(Named-object pointing records)
= = = =

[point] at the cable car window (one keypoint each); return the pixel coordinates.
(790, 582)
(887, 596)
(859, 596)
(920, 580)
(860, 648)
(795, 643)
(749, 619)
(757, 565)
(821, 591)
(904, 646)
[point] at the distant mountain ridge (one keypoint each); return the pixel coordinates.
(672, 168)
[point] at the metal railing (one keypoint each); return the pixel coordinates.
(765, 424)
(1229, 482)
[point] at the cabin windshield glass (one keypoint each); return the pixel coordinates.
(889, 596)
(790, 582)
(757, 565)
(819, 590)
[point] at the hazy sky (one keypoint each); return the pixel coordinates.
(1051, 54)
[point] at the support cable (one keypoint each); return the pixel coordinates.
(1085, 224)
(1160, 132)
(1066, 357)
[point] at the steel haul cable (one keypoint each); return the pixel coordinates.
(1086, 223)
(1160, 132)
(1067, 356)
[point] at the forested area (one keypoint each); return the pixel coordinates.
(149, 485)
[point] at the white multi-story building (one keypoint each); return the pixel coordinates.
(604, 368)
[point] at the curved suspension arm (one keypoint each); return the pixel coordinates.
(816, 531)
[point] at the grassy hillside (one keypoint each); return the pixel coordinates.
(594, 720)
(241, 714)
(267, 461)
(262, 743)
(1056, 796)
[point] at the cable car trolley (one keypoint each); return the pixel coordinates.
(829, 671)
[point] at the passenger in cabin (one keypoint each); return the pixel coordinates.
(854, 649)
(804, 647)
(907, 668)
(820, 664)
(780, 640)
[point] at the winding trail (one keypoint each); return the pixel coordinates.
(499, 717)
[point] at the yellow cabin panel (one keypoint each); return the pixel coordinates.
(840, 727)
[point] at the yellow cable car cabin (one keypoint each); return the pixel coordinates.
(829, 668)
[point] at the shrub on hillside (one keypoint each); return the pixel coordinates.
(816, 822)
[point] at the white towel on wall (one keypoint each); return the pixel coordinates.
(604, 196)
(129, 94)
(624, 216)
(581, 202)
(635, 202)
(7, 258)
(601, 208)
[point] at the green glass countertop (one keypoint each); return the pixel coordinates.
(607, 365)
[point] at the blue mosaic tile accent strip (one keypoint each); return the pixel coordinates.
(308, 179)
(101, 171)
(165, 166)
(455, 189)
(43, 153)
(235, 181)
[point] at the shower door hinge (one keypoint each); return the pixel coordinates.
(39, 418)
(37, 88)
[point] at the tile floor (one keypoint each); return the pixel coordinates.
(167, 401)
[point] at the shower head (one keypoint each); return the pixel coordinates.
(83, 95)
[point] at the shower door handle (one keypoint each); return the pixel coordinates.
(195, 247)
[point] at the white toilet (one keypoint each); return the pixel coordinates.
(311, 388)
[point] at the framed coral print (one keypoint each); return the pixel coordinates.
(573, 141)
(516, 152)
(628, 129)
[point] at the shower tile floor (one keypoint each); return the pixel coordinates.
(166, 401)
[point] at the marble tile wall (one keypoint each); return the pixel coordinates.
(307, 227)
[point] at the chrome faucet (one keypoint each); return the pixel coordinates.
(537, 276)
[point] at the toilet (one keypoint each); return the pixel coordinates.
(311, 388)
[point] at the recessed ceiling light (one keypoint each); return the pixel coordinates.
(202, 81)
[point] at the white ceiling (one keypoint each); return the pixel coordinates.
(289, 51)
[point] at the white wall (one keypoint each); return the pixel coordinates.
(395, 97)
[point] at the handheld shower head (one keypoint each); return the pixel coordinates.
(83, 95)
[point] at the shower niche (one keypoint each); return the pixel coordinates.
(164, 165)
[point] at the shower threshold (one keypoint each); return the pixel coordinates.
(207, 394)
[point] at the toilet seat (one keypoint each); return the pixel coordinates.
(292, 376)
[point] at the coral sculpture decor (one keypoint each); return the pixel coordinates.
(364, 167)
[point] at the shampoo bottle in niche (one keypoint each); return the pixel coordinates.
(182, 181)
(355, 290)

= = = =

WHAT THE TASK ASKS => Write out every one of the rows above word for word, keeping them in their original order.

SOLVED EXERCISE =>
[point] at the cable car window (one keypoint each); return the pixel coordinates.
(790, 582)
(887, 596)
(859, 596)
(920, 580)
(860, 648)
(795, 643)
(749, 619)
(757, 565)
(821, 591)
(904, 646)
[point] at the distant mountain ridge (one keypoint each); return the pixel coordinates.
(672, 168)
[point] at the metal railing (one keypoint each); return the pixel coordinates.
(765, 424)
(1229, 482)
[point] at the cabin windshield glass (one keypoint each); return the pixel coordinates.
(889, 596)
(790, 582)
(757, 565)
(819, 590)
[point] at the hazy sky (one keypoint each); return the pixel coordinates.
(1051, 54)
[point] at the support cable (one keypoint each); return the pixel coordinates.
(1085, 224)
(1160, 132)
(1066, 357)
[point] at the steel haul cable (one keypoint each); return the pixel coordinates.
(1086, 223)
(1160, 132)
(1067, 356)
[point] at the forested area (one keypoint each); return the pixel coordinates.
(149, 485)
[point] at the white multi-story building (one keypoint each); return the pixel coordinates.
(604, 368)
[point] at the curved suspension arm (one keypoint each); return the pixel coordinates.
(816, 531)
[point] at the grassy hillside (one keypoint each); return the pixel coordinates.
(594, 720)
(241, 714)
(267, 461)
(262, 743)
(1056, 796)
[point] at the cable car trolley (one keypoint each); return the pixel coordinates.
(829, 671)
[point] at the passenger in cabin (one keypoint each); return the pixel coordinates.
(854, 649)
(804, 647)
(907, 668)
(820, 664)
(780, 640)
[point] at the winding trail (one keypoint each); return the pixel coordinates.
(499, 717)
[point] at the yellow cabin panel (one keypoint each); return the pixel coordinates.
(840, 727)
[point] at the yellow cable car cabin (one keypoint each); return the pixel coordinates.
(829, 668)
[point] at the shrub on hillside (one keypoint each); return the pixel coordinates.
(816, 822)
[point] at the white towel on wall (one keypoint each); return the pixel coordinates.
(604, 196)
(129, 94)
(624, 216)
(581, 202)
(635, 202)
(7, 258)
(601, 208)
[point] at the green glass countertop (one keypoint each); return the pixel coordinates.
(607, 365)
[point] at the blue mosaic tile accent strip (one keypoint each); return the pixel coordinates.
(308, 179)
(101, 171)
(165, 166)
(455, 189)
(43, 153)
(235, 181)
[point] at the shower door hinge (one keypoint each); return the pixel coordinates.
(39, 418)
(37, 88)
[point] at the tile floor (one keypoint each); return the pixel coordinates.
(167, 401)
[point] at the shower head (one keypoint each); return the pixel coordinates.
(83, 95)
[point] at the shower door handle (one keypoint each); return the pixel coordinates.
(195, 247)
[point] at the white toilet (one keypoint each); return the pixel coordinates.
(311, 388)
[point] at the framed coral print (one keypoint each); return the pixel coordinates.
(573, 141)
(516, 152)
(628, 129)
[point] at the shower tile floor (one keypoint each); return the pixel coordinates.
(166, 401)
[point] at the marble tile wall (one keypoint each); return the pixel coordinates.
(307, 227)
[point] at the chrome faucet (one keypoint each); return the pixel coordinates.
(537, 276)
[point] at the toilet (one keypoint each); return the pixel coordinates.
(311, 388)
[point] at the recessed ceiling light (one keypoint each); return the pixel coordinates.
(202, 81)
[point] at the white ceiling (one keypoint each); return the pixel coordinates.
(289, 51)
[point] at the white wall (one keypoint each); return the pixel coordinates.
(395, 97)
[point] at the handheld shower head (one keypoint each); return the pixel coordinates.
(83, 95)
[point] at the shower niche (one keypoint each); return the pixel coordinates.
(164, 165)
[point] at the shower threshold (one keypoint each); return the pixel coordinates.
(207, 394)
[point] at the toilet seat (one keypoint each); return the pixel coordinates.
(292, 376)
[point] at the coral sculpture decor (one keypoint each); return the pixel coordinates.
(364, 167)
[point] at the shampoo bottle in niche (one keypoint each); return the pixel coordinates.
(182, 181)
(355, 290)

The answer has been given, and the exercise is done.